--- start of RECORD LIST ---

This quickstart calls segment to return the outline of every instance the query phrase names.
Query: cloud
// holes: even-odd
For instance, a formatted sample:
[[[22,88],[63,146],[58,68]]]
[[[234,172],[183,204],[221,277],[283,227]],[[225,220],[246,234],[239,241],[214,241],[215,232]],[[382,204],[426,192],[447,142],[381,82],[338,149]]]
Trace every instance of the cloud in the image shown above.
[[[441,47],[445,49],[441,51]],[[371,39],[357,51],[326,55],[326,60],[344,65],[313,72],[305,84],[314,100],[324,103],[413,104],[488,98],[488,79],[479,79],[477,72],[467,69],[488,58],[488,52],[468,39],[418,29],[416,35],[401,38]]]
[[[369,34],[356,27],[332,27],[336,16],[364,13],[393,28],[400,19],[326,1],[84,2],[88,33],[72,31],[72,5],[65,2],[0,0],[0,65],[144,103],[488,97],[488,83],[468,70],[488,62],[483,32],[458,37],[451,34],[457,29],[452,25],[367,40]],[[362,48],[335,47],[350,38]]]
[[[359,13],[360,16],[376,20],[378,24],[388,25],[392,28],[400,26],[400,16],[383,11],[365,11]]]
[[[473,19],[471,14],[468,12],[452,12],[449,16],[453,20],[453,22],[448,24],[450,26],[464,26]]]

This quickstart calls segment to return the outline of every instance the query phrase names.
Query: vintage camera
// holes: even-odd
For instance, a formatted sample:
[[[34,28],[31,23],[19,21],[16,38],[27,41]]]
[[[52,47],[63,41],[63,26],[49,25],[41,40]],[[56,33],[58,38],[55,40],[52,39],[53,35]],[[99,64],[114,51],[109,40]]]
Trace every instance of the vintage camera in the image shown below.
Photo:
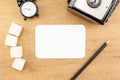
[[[119,0],[68,0],[68,7],[92,21],[105,24]]]

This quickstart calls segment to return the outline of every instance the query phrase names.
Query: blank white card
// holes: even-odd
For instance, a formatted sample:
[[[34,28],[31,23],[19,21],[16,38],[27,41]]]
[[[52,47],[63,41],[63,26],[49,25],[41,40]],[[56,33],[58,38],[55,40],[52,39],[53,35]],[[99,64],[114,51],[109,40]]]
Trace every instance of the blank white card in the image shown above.
[[[37,58],[84,58],[83,25],[38,25],[35,29]]]

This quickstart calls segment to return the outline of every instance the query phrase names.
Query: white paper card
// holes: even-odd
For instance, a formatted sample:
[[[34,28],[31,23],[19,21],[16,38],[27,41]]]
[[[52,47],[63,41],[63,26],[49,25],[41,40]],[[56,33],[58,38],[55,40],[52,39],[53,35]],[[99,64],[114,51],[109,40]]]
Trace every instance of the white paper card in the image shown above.
[[[83,25],[38,25],[35,29],[37,58],[84,58]]]

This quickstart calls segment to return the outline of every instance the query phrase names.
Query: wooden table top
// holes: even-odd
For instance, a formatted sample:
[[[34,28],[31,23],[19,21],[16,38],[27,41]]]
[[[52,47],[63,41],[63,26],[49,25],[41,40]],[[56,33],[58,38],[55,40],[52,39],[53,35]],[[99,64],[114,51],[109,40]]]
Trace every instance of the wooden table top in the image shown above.
[[[0,1],[0,80],[70,80],[80,67],[107,40],[105,50],[77,80],[120,79],[120,6],[108,23],[94,24],[67,9],[66,0],[37,0],[40,16],[23,20],[16,0]],[[10,24],[24,27],[18,45],[23,46],[26,65],[23,71],[11,68],[10,47],[4,45]],[[86,26],[86,56],[84,59],[37,59],[35,57],[35,27],[38,24],[83,24]]]

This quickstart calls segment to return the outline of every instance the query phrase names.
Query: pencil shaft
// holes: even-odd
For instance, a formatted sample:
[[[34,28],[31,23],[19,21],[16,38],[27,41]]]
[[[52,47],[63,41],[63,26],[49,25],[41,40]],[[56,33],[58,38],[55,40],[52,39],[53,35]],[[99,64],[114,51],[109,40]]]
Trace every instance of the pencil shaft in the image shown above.
[[[103,49],[107,46],[107,43],[104,43],[96,53],[82,66],[82,68],[71,78],[71,80],[75,80],[85,69],[86,67],[103,51]]]

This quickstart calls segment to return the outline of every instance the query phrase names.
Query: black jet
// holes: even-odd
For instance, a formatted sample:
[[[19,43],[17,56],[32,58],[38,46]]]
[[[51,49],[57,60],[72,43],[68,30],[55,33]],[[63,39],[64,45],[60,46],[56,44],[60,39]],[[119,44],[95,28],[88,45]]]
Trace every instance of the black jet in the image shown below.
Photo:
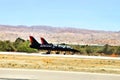
[[[41,44],[33,37],[30,36],[30,47],[31,48],[35,48],[38,50],[47,50],[48,54],[50,54],[51,51],[70,51],[70,52],[79,52],[78,50],[75,50],[73,48],[71,48],[70,46],[66,46],[66,45],[55,45],[55,44],[51,44],[48,43],[44,38],[41,37]]]

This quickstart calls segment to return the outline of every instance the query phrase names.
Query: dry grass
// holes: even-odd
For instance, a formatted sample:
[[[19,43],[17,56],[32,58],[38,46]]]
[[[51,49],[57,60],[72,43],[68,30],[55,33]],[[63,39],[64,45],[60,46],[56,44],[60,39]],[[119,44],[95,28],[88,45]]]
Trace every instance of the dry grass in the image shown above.
[[[29,68],[120,74],[120,60],[0,55],[1,68]]]

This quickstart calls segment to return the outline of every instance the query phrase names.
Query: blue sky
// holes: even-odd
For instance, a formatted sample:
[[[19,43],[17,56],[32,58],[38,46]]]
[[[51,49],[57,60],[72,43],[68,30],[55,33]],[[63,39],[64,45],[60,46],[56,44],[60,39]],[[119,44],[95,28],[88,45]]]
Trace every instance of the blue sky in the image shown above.
[[[0,0],[0,24],[120,31],[120,0]]]

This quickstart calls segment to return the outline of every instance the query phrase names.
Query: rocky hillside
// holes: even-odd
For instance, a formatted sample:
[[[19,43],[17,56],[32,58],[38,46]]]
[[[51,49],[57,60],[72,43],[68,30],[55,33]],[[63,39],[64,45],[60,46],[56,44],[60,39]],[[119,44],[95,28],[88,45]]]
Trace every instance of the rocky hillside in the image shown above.
[[[57,28],[51,26],[0,25],[0,40],[14,41],[17,37],[27,40],[30,35],[34,36],[39,42],[40,37],[44,37],[50,43],[57,44],[120,45],[120,32]]]

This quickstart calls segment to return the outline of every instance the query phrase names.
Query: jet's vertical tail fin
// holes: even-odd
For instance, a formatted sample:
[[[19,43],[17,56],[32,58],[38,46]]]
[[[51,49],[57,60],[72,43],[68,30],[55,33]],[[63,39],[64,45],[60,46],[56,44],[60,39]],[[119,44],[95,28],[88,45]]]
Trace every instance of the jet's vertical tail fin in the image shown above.
[[[33,36],[29,36],[29,38],[30,38],[30,42],[31,42],[30,47],[31,48],[39,48],[40,44],[38,43],[38,41]]]
[[[42,44],[49,44],[43,37],[40,38]]]

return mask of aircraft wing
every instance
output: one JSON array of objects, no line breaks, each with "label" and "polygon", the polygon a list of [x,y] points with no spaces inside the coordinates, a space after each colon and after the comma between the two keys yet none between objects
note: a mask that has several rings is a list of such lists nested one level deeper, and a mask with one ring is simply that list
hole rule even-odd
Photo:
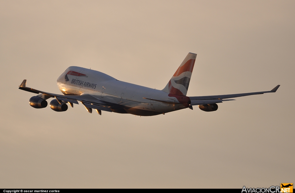
[{"label": "aircraft wing", "polygon": [[[222,100],[225,98],[235,98],[236,97],[240,97],[245,96],[249,96],[249,95],[260,95],[264,93],[275,93],[278,88],[280,87],[280,85],[278,85],[272,90],[269,91],[264,91],[260,92],[256,92],[255,93],[241,93],[240,94],[234,94],[231,95],[214,95],[213,96],[193,96],[189,97],[189,98],[191,99],[191,103],[193,104],[194,103],[196,102],[197,101],[203,100],[216,100],[217,101],[220,101],[221,102],[222,102],[222,101],[224,101],[229,100]],[[193,102],[196,101],[195,102]],[[206,103],[209,104],[209,103]]]},{"label": "aircraft wing", "polygon": [[50,93],[27,87],[26,86],[26,82],[27,80],[24,80],[19,86],[19,89],[36,94],[43,94],[46,95],[46,97],[48,97],[47,98],[51,97],[55,98],[60,104],[60,101],[62,101],[72,103],[79,104],[78,101],[79,101],[85,107],[88,108],[112,112],[110,108],[110,107],[107,103],[91,95],[86,94],[82,95],[63,95]]}]

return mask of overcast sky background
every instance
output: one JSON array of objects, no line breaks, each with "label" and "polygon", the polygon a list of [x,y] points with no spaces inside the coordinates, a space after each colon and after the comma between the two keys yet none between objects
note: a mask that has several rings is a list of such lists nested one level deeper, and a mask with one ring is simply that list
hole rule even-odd
[{"label": "overcast sky background", "polygon": [[[295,183],[295,1],[0,0],[0,187]],[[31,107],[69,66],[156,89],[197,54],[187,95],[269,90],[140,117]],[[48,101],[51,99],[49,99]],[[49,103],[49,102],[48,102]]]}]

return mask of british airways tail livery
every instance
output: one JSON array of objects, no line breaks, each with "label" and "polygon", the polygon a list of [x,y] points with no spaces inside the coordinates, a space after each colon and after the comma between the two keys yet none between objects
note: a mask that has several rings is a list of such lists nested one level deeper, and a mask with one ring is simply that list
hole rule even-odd
[{"label": "british airways tail livery", "polygon": [[65,111],[68,103],[80,102],[91,113],[95,109],[99,114],[101,111],[130,113],[140,116],[152,116],[198,105],[202,110],[210,112],[218,108],[216,103],[234,99],[226,99],[275,93],[278,85],[269,91],[241,94],[188,97],[186,96],[197,55],[189,53],[167,85],[157,90],[118,80],[98,71],[76,66],[71,66],[57,79],[58,88],[63,95],[50,93],[26,86],[24,80],[20,89],[39,94],[30,99],[32,107],[41,108],[50,102],[51,109],[58,112]]}]

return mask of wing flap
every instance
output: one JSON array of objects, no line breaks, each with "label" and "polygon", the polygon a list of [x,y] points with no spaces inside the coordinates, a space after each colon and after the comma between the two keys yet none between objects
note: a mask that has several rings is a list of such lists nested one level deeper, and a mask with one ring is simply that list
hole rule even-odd
[{"label": "wing flap", "polygon": [[67,102],[70,102],[72,103],[75,103],[75,104],[79,104],[79,103],[76,100],[73,100],[72,99],[69,99],[67,98],[62,98],[58,96],[56,96],[55,98],[56,98],[56,99],[60,100],[63,100],[63,101]]},{"label": "wing flap", "polygon": [[264,91],[260,92],[255,92],[254,93],[241,93],[240,94],[234,94],[231,95],[214,95],[213,96],[193,96],[189,97],[191,100],[209,100],[211,99],[223,99],[225,98],[235,98],[254,95],[260,95],[264,93],[275,93],[280,85],[278,85],[272,90],[269,91]]},{"label": "wing flap", "polygon": [[235,99],[226,99],[217,100],[191,100],[191,105],[199,105],[206,104],[212,104],[214,103],[220,103],[224,101],[229,100],[235,100]]},{"label": "wing flap", "polygon": [[83,104],[86,107],[88,107],[88,108],[94,108],[95,109],[97,109],[98,110],[104,110],[106,111],[109,111],[109,112],[112,112],[112,111],[111,110],[111,109],[109,107],[104,107],[97,105],[95,105],[94,103],[92,103],[92,104],[90,103],[83,103]]}]

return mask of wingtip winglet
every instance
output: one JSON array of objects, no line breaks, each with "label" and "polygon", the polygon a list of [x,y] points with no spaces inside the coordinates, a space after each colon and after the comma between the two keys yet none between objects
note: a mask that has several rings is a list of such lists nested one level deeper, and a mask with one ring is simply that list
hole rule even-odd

--- end of RECORD LIST ---

# WHAT IS NEEDED:
Rewrite the portion of the records that runs from their start through the line containing "[[[119,0],[68,0],[68,7],[92,21],[105,24]]]", replacing "quickstart" with "tutorial" and leaving everything else unchanged. Omit the pictures from your answer.

# SOLUTION TO THIS PROBLEM:
This tutorial calls segment to return the outline of every instance the query phrase names.
Query: cloud
// holes: even-odd
For instance, a formatted sample:
[[[22,88],[63,146],[58,68]]]
[[[234,172],[183,204],[221,277],[283,227]],[[225,220],[246,234],[239,241],[214,241],[215,232]],[[382,204],[426,192],[447,142],[381,82],[338,149]]]
Trace every instance of the cloud in the image shown above.
[[[441,47],[445,49],[441,51]],[[371,39],[357,51],[326,55],[326,60],[344,65],[313,72],[305,84],[314,100],[324,103],[413,104],[488,98],[488,79],[479,79],[477,72],[467,69],[488,58],[488,52],[468,39],[418,29],[416,35],[401,38]]]
[[[369,34],[356,27],[332,27],[336,16],[364,13],[393,28],[400,19],[326,1],[84,2],[88,33],[72,31],[72,5],[65,2],[0,0],[0,65],[144,103],[488,97],[488,83],[468,70],[488,62],[483,32],[458,37],[451,34],[457,29],[452,25],[367,40]],[[362,48],[335,47],[350,38]]]
[[[359,13],[360,16],[376,20],[378,24],[388,25],[392,28],[400,26],[400,16],[383,11],[365,11]]]
[[[473,19],[471,14],[468,12],[452,12],[449,16],[453,20],[453,22],[448,24],[450,26],[464,26]]]

This tutorial calls segment to return the outline of every instance the query phrase names.
Query: vintage camera
// holes: even-odd
For instance, a formatted sample:
[[[34,28],[31,23],[19,21],[16,38],[27,41]]]
[[[52,47],[63,41],[63,26],[49,25],[41,40]],[[56,33],[58,38],[55,40],[52,39],[53,35]],[[99,64],[114,51],[109,40]]]
Trace every instance of the vintage camera in the image shown below.
Photo:
[[[119,0],[68,0],[68,7],[92,21],[105,24]]]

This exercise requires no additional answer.